> EXERCISE BRIEF
Please give an exact transcription of the lines below, from the one that contains "Point out the yellow" to the very last, with no other lines.

[Photo-based referring expression data]
══════════════════════════════

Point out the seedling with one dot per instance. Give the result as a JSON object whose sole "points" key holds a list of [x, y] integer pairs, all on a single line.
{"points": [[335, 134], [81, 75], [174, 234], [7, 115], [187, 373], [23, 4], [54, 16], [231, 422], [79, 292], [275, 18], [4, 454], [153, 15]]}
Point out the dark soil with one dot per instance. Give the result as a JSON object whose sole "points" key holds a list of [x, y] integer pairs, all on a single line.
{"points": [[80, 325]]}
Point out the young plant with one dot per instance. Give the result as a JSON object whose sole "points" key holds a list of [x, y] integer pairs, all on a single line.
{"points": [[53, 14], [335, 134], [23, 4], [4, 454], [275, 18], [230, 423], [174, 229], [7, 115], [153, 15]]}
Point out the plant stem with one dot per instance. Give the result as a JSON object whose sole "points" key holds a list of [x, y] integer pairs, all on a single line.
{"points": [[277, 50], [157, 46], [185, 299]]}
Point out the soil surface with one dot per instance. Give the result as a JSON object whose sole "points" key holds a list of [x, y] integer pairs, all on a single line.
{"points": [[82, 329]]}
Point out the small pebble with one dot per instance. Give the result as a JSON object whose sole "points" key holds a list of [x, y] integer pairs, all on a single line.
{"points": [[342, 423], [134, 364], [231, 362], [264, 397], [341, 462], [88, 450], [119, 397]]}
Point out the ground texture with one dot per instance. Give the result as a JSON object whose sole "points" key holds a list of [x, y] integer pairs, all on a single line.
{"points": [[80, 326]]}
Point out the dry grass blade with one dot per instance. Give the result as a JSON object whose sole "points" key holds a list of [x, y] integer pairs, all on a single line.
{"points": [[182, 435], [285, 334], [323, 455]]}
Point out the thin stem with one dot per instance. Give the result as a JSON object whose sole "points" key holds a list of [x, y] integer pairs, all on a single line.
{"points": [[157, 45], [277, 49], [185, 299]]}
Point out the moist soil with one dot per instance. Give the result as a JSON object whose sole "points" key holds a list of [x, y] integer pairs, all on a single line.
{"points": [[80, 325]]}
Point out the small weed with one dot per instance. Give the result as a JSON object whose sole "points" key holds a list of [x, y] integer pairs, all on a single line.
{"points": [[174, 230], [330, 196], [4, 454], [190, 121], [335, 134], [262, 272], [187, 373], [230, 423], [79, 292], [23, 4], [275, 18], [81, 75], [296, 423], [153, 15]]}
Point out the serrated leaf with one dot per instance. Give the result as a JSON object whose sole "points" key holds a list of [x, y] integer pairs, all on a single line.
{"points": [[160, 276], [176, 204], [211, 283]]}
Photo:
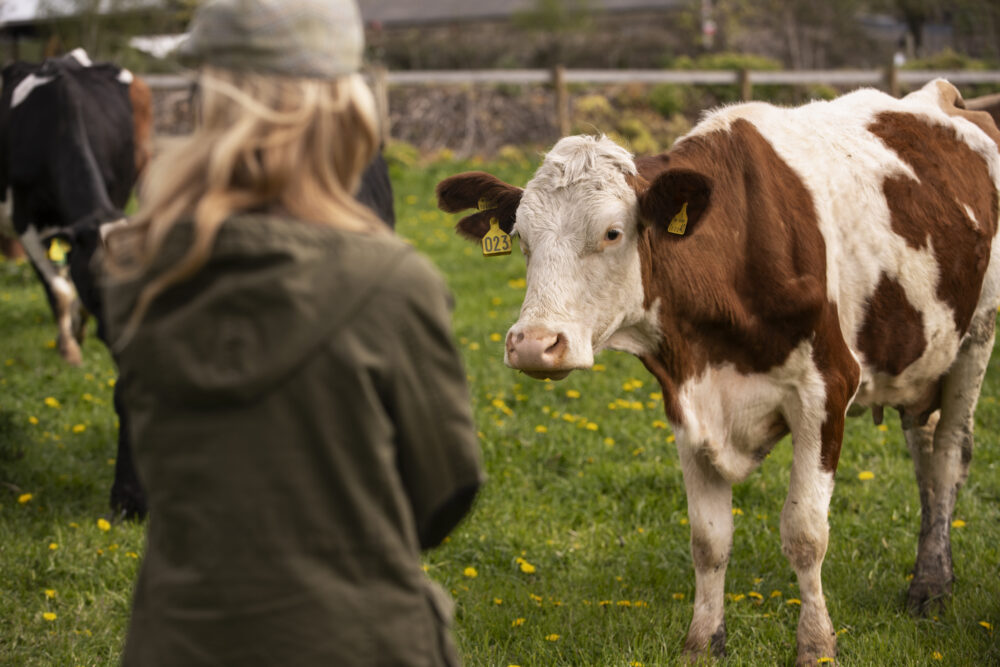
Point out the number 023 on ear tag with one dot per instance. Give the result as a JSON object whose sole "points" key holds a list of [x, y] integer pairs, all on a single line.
{"points": [[496, 241], [679, 223]]}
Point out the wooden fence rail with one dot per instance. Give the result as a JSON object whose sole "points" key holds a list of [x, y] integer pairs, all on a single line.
{"points": [[890, 79]]}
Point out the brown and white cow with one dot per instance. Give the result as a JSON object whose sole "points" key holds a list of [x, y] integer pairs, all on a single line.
{"points": [[836, 254]]}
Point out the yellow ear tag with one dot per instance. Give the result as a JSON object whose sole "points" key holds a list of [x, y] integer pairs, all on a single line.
{"points": [[496, 241], [679, 223], [57, 251]]}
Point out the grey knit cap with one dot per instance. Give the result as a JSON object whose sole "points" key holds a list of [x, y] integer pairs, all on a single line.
{"points": [[321, 39]]}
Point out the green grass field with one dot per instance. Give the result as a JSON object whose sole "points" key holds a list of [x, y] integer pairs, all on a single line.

══════════════════════════════

> ANSWER TO THIS EXERCISE
Point out the yellow ear tag with one dot per instance. Give the result as a JSON object whose sole "points" key holds a list of [x, y] integer pairs, all on a single line.
{"points": [[496, 241], [679, 223], [57, 251]]}
Point out the grey knit cap with one dot per instance. Give the result as a JSON object whose sole "points" key holds a list of [x, y] integer pairs, all on a single line.
{"points": [[321, 39]]}
Point out the green grass field with one dot per instance. Give the result as a JSON object whose sole "points" key holds a list of [x, y] integer pairs, all on a single line.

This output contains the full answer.